> [Text shown]
-- Start --

A strategy for project organization at the desktop level


Some words to the wise to help you avoid some common pitfalls.

How to do it...

Following are the steps for organizing the project at the desktop level:

  1. Determine a location for a folder that will hold items relating to your project that will not require being moved.

  2. Create a folder and name it something that is clear and concise, for example, either [Project Name] Materials or [Project Name] Assets.

  3. Inside that main folder, create additional folders for Avid Project Backups, files you will link to using the Avid Media Access (AMA) feature, Music, Sound Effects, Imports_Stills, Imports_Motion Graphics, Photoshop Masters, Fonts, After Effects Projects, and any others you think you'll need.

How it works...

By keeping everything organized and in a consistent location, you will have a much easier time keeping track of assets and changes to assets. Further, backing up, moving, archiving, or re-importing the assets will be easier.

The trick is to remember to copy assets into this folder before putting them to use in any way within your project. For example, copy music and sound effects from a CD to this folder, then import the audio file that's in the folder (rather than directly off the CD) into a Media Composer, or copy into this folder any fonts that you download before adding them to your operating system.

 

Understanding Media Creation settings


It's important to spend some time setting up your Media Creation settings. Essentially Media Creation settings allow you to set defaults, which will help ensure that the media files you create (for example, render files, imports, and so on) are stored where you want them and are of the resolution you need. Plus, it will save you time making selections in various dialog boxes and tools throughout the workday.

Getting ready

In your Project Window select the Format tab. Select the format of the media that you will be capturing, importing, and/or rendering. Media Composer will remember your Media Creation settings for each format that you configure. So, for example, if you're mixing SD and HD footage, you'll configure your Media Creation settings for each. Once your preferences are set in the Media Creation tool for each format, Media Composer will automatically switch to your customized settings whenever the format itself is switched.

How to do it...

The following steps will guide you through using the Media Creation Tool:

  1. Go to the Tools menu at the top of your screen.

  2. Select Media Creation.

  3. Proceed section by section to set defaults for the resolution of the media that you create, as well as for the destination for that media. See the following How it works... section for details.

How it works...

The settings are separated by tabs, described as follows:

Drive filtering and indexing

  • Filter Network Drives Based on Resolution: Selecting this will not allow media files to be placed on any network drives that Media Composer feels will not be able to reliably capture or playback files of a particular resolution. For example, you open your Capture Tool and set the resolution to 1:1. Then when you go to select a drive to store your media files on, you may see that one is grayed out and not selectable. If you then change your resolution to 3:1, you may find that it is now selectable as a storage drive.

-- End --

> [The tasks]
(1) In the Media Composer guide, which operations on assets does the sentence beginning "Further, backing up" say will be easier?
(2) Carry on the Media Composer guide from its last sentence.

> [Data provided]
-- Start --

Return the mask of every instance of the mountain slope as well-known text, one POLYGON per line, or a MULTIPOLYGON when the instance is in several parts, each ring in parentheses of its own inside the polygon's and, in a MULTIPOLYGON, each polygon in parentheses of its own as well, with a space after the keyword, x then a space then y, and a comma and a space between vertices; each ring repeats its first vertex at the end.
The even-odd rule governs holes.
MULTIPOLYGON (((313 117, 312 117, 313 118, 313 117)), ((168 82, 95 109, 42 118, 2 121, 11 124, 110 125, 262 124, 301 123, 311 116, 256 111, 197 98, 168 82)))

-- End --

> [The responses]
(1) Backing up, moving, archiving, and re-importing the assets.

(2)
  • Filter Out System Drive: Selecting this will not allow the media files to be stored on the same drive that your operating system is installed on.

  • Filter Out Launch Drive: Selecting this will not allow the media files to be stored on the same drive that your Media Composer software is installed on.

Video resolution

Under each tab you can select a default resolution. You are not locked into this resolution. Tools and dialog windows will still allow you to override this default whenever you want.

Apply to All: If you'd like to set a specific resolution and have it applied to all the different media type tabs, rather than having to do it one by one, simply click on the Apply to All button.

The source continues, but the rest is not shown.